CHALLENGES:
- A) Reproduce everything in the court opinion from "The State charged" down to "in Coicou's Lexus.".
- B) Answer these from the court opinion:
(i) On what date did Artis arrange to meet Coicou to buy cocaine?
(ii) How much money did Coicou take when he left the scene?
(iii) What kind of car did Artis drive?

All Courts |
Federal Courts |
US Federal District Court Cases |
District Court of Appeal of Florida |
2003-12 |
-
867 So. 2d 409 (2003) Blekley COICOU, Appellant,
v.
The STATE of Florida, Appellee.No. 3D03-271. District Court of Appeal of Florida, Third District.
December 10, 2003. Rehearing and Certification Denied March 10, 2004. *410 Bennett H. Brummer, Public Defender, and Harvey J. Sepler, Assistant Public Defender, for appellant.
Charles J. Crist, Attorney General, and Marni A. Bryson, Assistant Attorney General, for appellee.
Before COPE, GERSTEN, and RAMIREZ, JJ.
RAMIREZ, J.
Blekley Coicou appeals the lower court's Final Judgment Adjudicating Guilt and Order Imposing Sentence. We reverse the conviction and sentence because the prosecution used the same act, the shooting of the victim, to prove both the attempted felony murder and the underlying robbery offense, but we remand with instructions to enter a judgment of conviction for attempted second-degree murder.
The State charged Coicou with a violation of section 782.051(1), Florida Statutes, attempted first-degree felony murder by attempting to commit a robbery against the victim, Christopher Artis, and as a separate act not an essential element of the robbery, shooting Artis in the chest.[1] The robbery and shooting occurred during a drug transaction between Coicou, the drug seller, and Artis, the drug buyer.
The testimony at trial revealed that on April 6, 2002, through a man named Drexie James, Artis arranged to meet with Coicou and his friend, Lulu, to buy cocaine. They drove in Artis' red Pontiac to Lulu's house where they met with Coicou and Lulu in Coicou's Lexus.
The deal was made, and Coicou left. Some time later, Coicou and Artis met again in front of Lulu's house. Artis was in his Pontiac with Drexie James. Artis removed a paper bag full of money from the trunk of his car and walked over to Coicou's car to get inside. Artis consensually handed Coicou the money, both men counted the money together, and Coicou put the money in his pocket. Artis testified that Coicou then showed him the bag of cocaine. When Artis stated he wanted to test the drugs, Coicou pulled out a gun and shot Artis in the chest, at the same time ordering him out of the Lexus. Coicou then left the scene with the $4,000.
After the state rested, the defense moved for a judgment of acquittal, arguing that there was no robbery because Artis consensually gave the money to Coicou. The trial court denied the motion. The defense presented its case, after which it again moved for judgment of acquittal, contending there was no proof of the underlying felony, the robbery, and that the *411 essential elements of attempted felony murder were not proven. The trial court again denied the motion.
The trial court instructed the jury on attempted felony murder, pursuant to section 782.051, Florida Statutes, and that the shooting constituted a separate intentional act that was not an element of the charged robbery. The trial court also instructed the jury on attempted second-degree murder, attempted manslaughter, attempted homicide, and attempted voluntary manslaughter. There were no objections to these instructions.

DATASET CONTENT:
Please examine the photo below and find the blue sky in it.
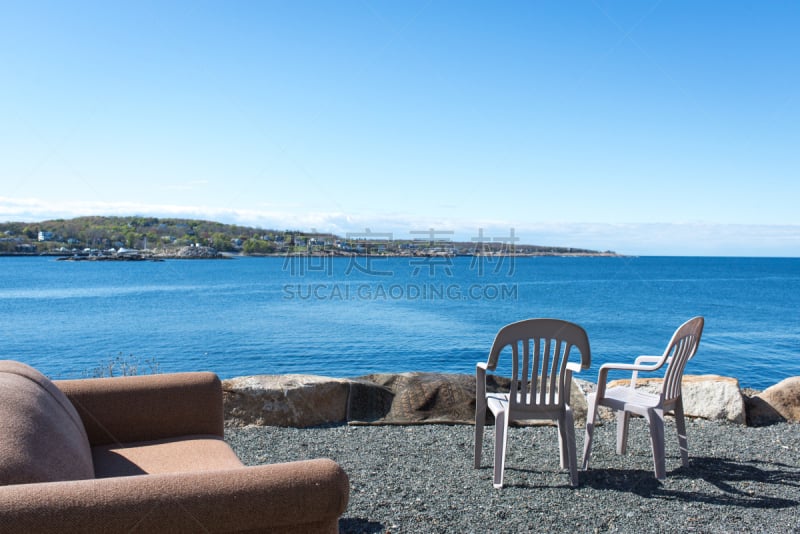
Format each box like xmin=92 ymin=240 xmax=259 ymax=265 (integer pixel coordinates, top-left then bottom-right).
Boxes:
xmin=0 ymin=0 xmax=800 ymax=256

PROBLEM SOLUTIONS:
- A)
The State charged Coicou with a violation of section 782.051(1), Florida Statutes, attempted first-degree felony murder by attempting to commit a robbery against the victim, Christopher Artis, and as a separate act not an essential element of the robbery, shooting Artis in the chest.[1] The robbery and shooting occurred during a drug transaction between Coicou, the drug seller, and Artis, the drug buyer.
The testimony at trial revealed that on April 6, 2002, through a man named Drexie James, Artis arranged to meet with Coicou and his friend, Lulu, to buy cocaine. They drove in Artis' red Pontiac to Lulu's house where they met with Coicou and Lulu in Coicou's Lexus.

- B)
(i) April 6, 2002
(ii) $4,000
(iii) A red Pontiac